*TASK GOAL:*
Repeat exactly the line that contains "Reviewer check: every instance of the small pebble" and every line after it, down to the last line of the entries below. Do not include pictures.

Natural language region descriptions:
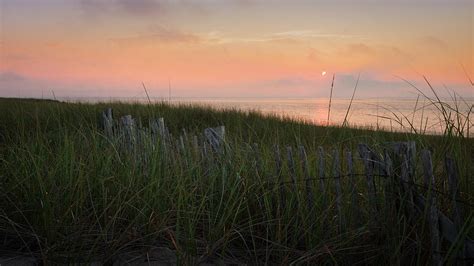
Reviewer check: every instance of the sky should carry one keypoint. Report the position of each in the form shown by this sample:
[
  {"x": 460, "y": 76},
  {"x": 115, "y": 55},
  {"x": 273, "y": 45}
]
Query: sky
[{"x": 234, "y": 48}]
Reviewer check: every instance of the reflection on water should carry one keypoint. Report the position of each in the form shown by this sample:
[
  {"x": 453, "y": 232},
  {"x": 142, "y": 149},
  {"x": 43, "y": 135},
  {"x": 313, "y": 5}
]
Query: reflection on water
[{"x": 388, "y": 113}]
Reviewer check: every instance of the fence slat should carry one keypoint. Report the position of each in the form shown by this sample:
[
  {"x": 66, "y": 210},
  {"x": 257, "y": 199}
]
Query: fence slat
[
  {"x": 304, "y": 165},
  {"x": 278, "y": 166},
  {"x": 452, "y": 172},
  {"x": 128, "y": 128},
  {"x": 337, "y": 181},
  {"x": 291, "y": 165},
  {"x": 389, "y": 182},
  {"x": 108, "y": 122},
  {"x": 365, "y": 154},
  {"x": 433, "y": 213},
  {"x": 322, "y": 178},
  {"x": 354, "y": 198},
  {"x": 407, "y": 187}
]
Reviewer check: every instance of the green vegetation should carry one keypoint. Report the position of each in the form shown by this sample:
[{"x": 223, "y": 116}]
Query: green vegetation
[{"x": 69, "y": 194}]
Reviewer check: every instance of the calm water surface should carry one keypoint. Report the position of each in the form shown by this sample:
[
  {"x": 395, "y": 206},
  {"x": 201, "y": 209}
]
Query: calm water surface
[{"x": 387, "y": 113}]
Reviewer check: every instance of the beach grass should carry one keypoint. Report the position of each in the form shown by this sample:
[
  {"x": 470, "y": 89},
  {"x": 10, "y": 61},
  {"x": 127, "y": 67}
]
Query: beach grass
[{"x": 69, "y": 194}]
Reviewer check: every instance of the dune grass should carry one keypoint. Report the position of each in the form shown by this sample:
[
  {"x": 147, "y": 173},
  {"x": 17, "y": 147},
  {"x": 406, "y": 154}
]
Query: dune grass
[{"x": 68, "y": 194}]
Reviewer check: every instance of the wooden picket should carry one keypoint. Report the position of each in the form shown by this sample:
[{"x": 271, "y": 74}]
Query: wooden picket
[{"x": 398, "y": 189}]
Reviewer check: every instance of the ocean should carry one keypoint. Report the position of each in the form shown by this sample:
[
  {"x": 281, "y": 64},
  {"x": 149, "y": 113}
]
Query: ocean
[{"x": 392, "y": 114}]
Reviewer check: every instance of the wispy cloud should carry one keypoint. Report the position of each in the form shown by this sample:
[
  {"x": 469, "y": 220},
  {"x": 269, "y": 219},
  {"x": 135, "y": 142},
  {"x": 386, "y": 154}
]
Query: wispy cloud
[
  {"x": 284, "y": 36},
  {"x": 158, "y": 33},
  {"x": 311, "y": 34},
  {"x": 130, "y": 7}
]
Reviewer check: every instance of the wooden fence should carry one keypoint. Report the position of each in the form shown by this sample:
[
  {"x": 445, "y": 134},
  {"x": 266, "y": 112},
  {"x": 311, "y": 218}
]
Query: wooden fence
[{"x": 395, "y": 163}]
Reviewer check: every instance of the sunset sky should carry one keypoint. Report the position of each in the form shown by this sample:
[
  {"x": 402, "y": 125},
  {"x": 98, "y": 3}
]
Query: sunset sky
[{"x": 230, "y": 48}]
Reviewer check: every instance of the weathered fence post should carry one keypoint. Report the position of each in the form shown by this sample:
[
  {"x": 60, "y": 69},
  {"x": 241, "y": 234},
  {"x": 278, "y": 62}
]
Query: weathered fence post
[
  {"x": 337, "y": 181},
  {"x": 433, "y": 219},
  {"x": 407, "y": 185},
  {"x": 354, "y": 198},
  {"x": 389, "y": 190},
  {"x": 365, "y": 154},
  {"x": 258, "y": 159},
  {"x": 452, "y": 172},
  {"x": 324, "y": 201},
  {"x": 291, "y": 166},
  {"x": 216, "y": 137},
  {"x": 108, "y": 122},
  {"x": 309, "y": 190},
  {"x": 128, "y": 127},
  {"x": 278, "y": 166}
]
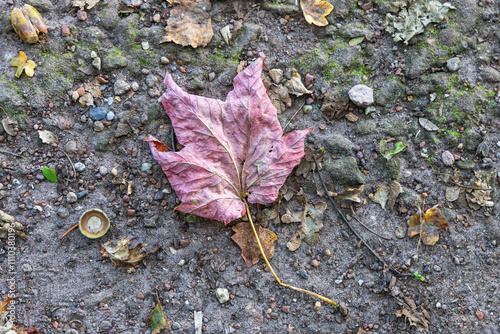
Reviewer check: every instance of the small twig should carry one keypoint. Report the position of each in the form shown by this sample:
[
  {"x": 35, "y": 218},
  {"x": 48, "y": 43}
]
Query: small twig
[
  {"x": 67, "y": 232},
  {"x": 11, "y": 153},
  {"x": 343, "y": 310},
  {"x": 293, "y": 116},
  {"x": 394, "y": 271},
  {"x": 71, "y": 162},
  {"x": 369, "y": 229},
  {"x": 461, "y": 185}
]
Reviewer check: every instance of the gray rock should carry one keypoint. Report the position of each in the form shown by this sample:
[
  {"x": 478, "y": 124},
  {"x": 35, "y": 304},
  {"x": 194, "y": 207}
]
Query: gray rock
[
  {"x": 101, "y": 140},
  {"x": 151, "y": 80},
  {"x": 344, "y": 171},
  {"x": 453, "y": 64},
  {"x": 71, "y": 197},
  {"x": 113, "y": 62},
  {"x": 41, "y": 5},
  {"x": 247, "y": 34},
  {"x": 361, "y": 95},
  {"x": 122, "y": 129},
  {"x": 490, "y": 74},
  {"x": 121, "y": 87},
  {"x": 447, "y": 158},
  {"x": 466, "y": 14},
  {"x": 485, "y": 52},
  {"x": 126, "y": 28},
  {"x": 109, "y": 17},
  {"x": 389, "y": 92},
  {"x": 96, "y": 299},
  {"x": 63, "y": 212},
  {"x": 365, "y": 127},
  {"x": 471, "y": 140},
  {"x": 80, "y": 167},
  {"x": 337, "y": 144},
  {"x": 98, "y": 113}
]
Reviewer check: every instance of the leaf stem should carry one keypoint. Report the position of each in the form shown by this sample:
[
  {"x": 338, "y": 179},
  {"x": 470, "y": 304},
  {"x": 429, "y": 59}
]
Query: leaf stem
[{"x": 343, "y": 310}]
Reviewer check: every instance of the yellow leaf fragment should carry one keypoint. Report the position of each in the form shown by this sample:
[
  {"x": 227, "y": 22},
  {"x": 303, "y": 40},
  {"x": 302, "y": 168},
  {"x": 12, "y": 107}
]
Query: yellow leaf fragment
[
  {"x": 23, "y": 65},
  {"x": 315, "y": 11}
]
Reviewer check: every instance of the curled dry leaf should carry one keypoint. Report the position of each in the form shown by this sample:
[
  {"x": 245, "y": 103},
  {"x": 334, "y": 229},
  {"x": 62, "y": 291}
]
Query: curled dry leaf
[
  {"x": 315, "y": 11},
  {"x": 233, "y": 150},
  {"x": 121, "y": 254},
  {"x": 427, "y": 226},
  {"x": 245, "y": 238},
  {"x": 28, "y": 23},
  {"x": 295, "y": 85},
  {"x": 311, "y": 221},
  {"x": 47, "y": 136},
  {"x": 23, "y": 65},
  {"x": 10, "y": 126},
  {"x": 189, "y": 24}
]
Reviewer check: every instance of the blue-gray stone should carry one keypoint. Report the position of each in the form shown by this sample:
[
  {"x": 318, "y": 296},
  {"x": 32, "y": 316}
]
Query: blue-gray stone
[{"x": 98, "y": 113}]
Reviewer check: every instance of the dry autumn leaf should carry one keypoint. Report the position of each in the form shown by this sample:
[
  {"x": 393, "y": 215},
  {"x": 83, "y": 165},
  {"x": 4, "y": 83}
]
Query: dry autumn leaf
[
  {"x": 189, "y": 24},
  {"x": 121, "y": 254},
  {"x": 248, "y": 244},
  {"x": 315, "y": 11},
  {"x": 311, "y": 221},
  {"x": 427, "y": 226},
  {"x": 23, "y": 65}
]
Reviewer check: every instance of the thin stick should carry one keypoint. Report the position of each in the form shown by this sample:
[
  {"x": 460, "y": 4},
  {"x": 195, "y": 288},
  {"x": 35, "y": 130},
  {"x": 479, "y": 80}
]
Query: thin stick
[
  {"x": 71, "y": 229},
  {"x": 71, "y": 162},
  {"x": 293, "y": 116},
  {"x": 394, "y": 271},
  {"x": 343, "y": 310}
]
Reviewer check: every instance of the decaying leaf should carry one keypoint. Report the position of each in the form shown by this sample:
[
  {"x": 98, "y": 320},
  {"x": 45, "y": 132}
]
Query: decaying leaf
[
  {"x": 388, "y": 154},
  {"x": 394, "y": 192},
  {"x": 417, "y": 319},
  {"x": 158, "y": 321},
  {"x": 189, "y": 24},
  {"x": 47, "y": 136},
  {"x": 83, "y": 3},
  {"x": 295, "y": 85},
  {"x": 233, "y": 150},
  {"x": 121, "y": 254},
  {"x": 315, "y": 11},
  {"x": 481, "y": 195},
  {"x": 245, "y": 238},
  {"x": 452, "y": 193},
  {"x": 381, "y": 195},
  {"x": 412, "y": 21},
  {"x": 10, "y": 126},
  {"x": 28, "y": 23},
  {"x": 427, "y": 226},
  {"x": 23, "y": 65},
  {"x": 311, "y": 221}
]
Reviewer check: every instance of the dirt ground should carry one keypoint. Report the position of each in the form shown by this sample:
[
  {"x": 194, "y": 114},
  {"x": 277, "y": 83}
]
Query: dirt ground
[{"x": 447, "y": 75}]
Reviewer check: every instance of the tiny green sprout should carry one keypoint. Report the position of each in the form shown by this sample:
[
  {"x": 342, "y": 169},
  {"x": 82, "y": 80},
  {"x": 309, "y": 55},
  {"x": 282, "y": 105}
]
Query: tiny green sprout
[{"x": 418, "y": 276}]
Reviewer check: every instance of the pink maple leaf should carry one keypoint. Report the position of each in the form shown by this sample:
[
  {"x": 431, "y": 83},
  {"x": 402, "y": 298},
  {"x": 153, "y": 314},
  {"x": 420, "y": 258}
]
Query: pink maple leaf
[{"x": 232, "y": 150}]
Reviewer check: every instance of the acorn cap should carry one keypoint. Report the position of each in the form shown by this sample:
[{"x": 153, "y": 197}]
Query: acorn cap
[{"x": 94, "y": 223}]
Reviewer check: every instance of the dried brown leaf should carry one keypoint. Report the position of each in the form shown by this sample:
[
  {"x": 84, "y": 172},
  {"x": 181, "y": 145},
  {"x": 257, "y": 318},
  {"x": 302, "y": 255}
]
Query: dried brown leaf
[
  {"x": 188, "y": 25},
  {"x": 315, "y": 11},
  {"x": 121, "y": 254},
  {"x": 245, "y": 238},
  {"x": 427, "y": 226}
]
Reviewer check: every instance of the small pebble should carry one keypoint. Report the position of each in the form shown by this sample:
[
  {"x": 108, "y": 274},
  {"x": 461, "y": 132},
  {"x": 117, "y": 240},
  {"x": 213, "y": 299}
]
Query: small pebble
[{"x": 222, "y": 294}]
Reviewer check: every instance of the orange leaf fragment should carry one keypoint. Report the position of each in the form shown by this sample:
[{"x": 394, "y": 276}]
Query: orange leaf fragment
[
  {"x": 315, "y": 11},
  {"x": 427, "y": 226},
  {"x": 245, "y": 238}
]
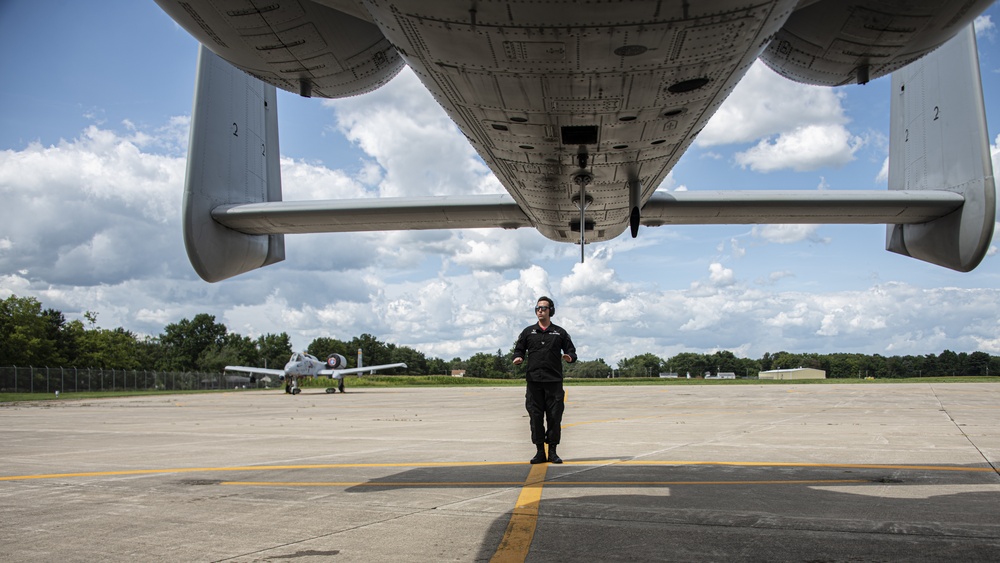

*TASK OUTPUT:*
Reviewer check: every instance of the small pebble should carry one keypoint. Report the position of each in the form shown by this sample:
[
  {"x": 108, "y": 274},
  {"x": 461, "y": 132},
  {"x": 117, "y": 240},
  {"x": 213, "y": 299}
]
Query: small pebble
[{"x": 222, "y": 294}]
Reviewer check: every instance of the orange leaf fragment should carry one keypoint. Report the position of each in the form shown by this sample:
[{"x": 394, "y": 276}]
Query: orange leaf fragment
[
  {"x": 315, "y": 11},
  {"x": 427, "y": 226},
  {"x": 245, "y": 238}
]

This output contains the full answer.